Text provided Start Marker
PHYU (Myanmar) • Ousted Myanmar ruling party chief Shwe Mann is mounting a comeback ahead of a historic election next month, setting the stage for a likely presidential bid that will add to the unpredictability of the country's transition to democracy.
Hundreds of campaign workers are blitzing Mr Shwe Mann's home district in an attempt to maintain the taciturn former general's foothold in Parliament. If he succeeds, some analysts predict a split that could help opposition leader Aung San Suu Kyi's National League for Democracy (NLD).
"There is nobody like him," croons a male vocalist as campaign trucks in the town of Phyu blare a rock ballad lauding the area's most famous son. "He is the one the people should choose for democratisation."
The campaign is underpinned by nearly US$2 million (S$2.8 million) spent on local development projects by businessmen linked to the country's old junta, according to interviews and a document obtained by Reuters.
Just two months ago, Mr Shwe Mann - once a presidential favourite - looked set for political oblivion.
In scenes reminiscent of Myanmar's half-century of military rule, armed police had stormed the headquarters of the ruling Union Solidarity and Development Party (USDP), removing him as its leader in a purge orchestrated by President Thein Sein.
Now, two senior Shwe Mann allies say if he wins in Phyu, his next step will be a tilt at the presidency, which is set to be chosen by the newly elected MPs next year.
"We hope our party members and the other parties will join and nominate him as the presidential candidate," Mr Win Oo, a pro-Shwe Mann USDP lawmaker, told Reuters.
Mr Shwe Mann's supporters tout him as the ideal consensus candidate for a fragile country. A former soldier awarded the honorary title "Thura" for his battlefield exploits, he was widely considered the military regime's No. 3 prior to the advent of semi-civilian rule in 2011.
But as Lower House Speaker, Mr Shwe Mann cultivated ties with Ms Suu Kyi, whose party is expected to win the most seats in the Nov 8 election. It was this that led to his ouster.
Text provided End Marker
▶ What the task asks:
Continue the article on Shwe Mann's comeback bid in Myanmar from the point where it stops.
Data listing Start Marker
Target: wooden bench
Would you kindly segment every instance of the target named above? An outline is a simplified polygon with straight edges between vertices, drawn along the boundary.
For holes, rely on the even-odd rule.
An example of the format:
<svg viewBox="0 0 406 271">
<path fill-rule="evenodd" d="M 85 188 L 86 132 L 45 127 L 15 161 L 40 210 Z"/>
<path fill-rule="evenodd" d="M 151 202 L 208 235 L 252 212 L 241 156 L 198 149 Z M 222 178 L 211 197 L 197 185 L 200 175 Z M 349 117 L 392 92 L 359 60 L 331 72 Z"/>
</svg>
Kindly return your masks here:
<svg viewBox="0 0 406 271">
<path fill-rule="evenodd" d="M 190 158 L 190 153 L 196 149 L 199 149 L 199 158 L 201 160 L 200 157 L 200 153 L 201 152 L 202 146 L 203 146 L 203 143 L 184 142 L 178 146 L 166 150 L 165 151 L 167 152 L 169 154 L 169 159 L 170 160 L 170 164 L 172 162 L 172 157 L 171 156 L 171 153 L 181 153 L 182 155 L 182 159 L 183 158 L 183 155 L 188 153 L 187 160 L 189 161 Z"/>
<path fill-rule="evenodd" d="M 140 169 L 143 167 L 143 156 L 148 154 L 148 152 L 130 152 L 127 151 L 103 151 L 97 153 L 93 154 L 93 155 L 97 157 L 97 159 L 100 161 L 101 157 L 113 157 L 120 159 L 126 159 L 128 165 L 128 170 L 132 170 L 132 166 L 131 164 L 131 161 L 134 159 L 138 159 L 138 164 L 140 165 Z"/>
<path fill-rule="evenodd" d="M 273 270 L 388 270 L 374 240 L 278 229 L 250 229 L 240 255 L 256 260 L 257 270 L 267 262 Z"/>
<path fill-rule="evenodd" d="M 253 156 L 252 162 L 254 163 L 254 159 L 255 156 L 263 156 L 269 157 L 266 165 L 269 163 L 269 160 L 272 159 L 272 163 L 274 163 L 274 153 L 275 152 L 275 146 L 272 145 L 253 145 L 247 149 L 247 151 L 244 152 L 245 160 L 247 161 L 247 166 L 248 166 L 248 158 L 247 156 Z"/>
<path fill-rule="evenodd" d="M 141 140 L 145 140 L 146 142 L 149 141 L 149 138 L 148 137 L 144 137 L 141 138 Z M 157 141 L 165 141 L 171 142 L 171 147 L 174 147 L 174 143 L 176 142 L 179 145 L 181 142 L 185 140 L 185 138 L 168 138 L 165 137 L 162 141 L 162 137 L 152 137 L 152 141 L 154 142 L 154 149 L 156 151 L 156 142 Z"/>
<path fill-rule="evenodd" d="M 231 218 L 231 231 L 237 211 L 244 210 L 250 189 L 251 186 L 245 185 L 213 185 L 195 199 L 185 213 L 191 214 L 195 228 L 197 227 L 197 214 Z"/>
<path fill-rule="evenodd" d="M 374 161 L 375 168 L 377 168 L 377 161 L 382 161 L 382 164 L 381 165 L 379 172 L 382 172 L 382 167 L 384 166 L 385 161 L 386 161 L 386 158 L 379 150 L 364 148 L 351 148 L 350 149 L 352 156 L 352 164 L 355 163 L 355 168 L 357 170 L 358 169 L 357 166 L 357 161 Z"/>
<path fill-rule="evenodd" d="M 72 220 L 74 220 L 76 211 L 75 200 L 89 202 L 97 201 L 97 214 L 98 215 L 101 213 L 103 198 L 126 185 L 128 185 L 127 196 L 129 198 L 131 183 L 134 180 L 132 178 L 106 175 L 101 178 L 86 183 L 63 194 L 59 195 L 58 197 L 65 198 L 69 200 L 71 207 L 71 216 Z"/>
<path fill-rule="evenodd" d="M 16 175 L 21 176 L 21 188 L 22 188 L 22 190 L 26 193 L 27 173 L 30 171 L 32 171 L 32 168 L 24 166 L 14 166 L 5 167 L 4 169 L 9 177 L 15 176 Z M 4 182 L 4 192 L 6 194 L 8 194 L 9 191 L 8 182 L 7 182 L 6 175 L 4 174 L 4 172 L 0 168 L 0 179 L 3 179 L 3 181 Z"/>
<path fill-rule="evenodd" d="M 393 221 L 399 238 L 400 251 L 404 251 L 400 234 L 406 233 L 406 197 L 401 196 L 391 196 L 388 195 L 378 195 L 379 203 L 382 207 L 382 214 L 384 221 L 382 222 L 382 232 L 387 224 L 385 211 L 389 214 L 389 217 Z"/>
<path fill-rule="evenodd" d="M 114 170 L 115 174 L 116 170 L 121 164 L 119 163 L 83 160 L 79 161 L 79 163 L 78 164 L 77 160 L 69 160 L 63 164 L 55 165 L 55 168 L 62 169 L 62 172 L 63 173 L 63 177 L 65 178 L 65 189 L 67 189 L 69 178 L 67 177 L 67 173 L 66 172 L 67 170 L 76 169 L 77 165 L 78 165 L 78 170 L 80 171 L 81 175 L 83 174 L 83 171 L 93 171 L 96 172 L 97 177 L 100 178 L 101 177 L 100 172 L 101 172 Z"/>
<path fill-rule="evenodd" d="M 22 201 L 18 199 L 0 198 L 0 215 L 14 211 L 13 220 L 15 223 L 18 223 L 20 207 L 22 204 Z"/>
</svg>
Data listing End Marker
▶ Answer box:
Independent political analyst Sithu Aung Myint said if Mr Shwe Mann returns to Parliament, he will almost certainly end up leading a renegade faction within the USDP, creating a split that could help an NLD candidate win the presidency. Ms Suu Kyi herself is barred from the job by the country's military-drafted Constitution.
At a recent news briefing, Mr Shwe Mann replied obliquely when asked if he aspired to the presidency. "Time will tell," he said. "For the benefit of the nation, I will negotiate or cooperate with any person or party."
In Phyu, a recent Shwe Mann campaign meeting was held in an assembly hall that opened in June and bears a plaque with his name. It cost about US$420,000, raised mostly from more than half a dozen businessmen who prospered under military rule. A hospital was built with roughly US$1.3 million secured by Mr Shwe Mann from the Max Myanmar Group of US-sanctioned businessman Zaw Zaw, said Mr Tun Aung, a member of the hospital's board. Max Myanmar did not respond to a request for comment.
"We owe thanks to him," Mr Tun Aung said. "Now it's time to pay back our gratitude."
Ms Suu Kyi has not visited Phyu, despite touring much of the country to warm receptions, leading several NLD supporters interviewed by Reuters to grumble that she appeared to be letting Mr Shwe Mann win.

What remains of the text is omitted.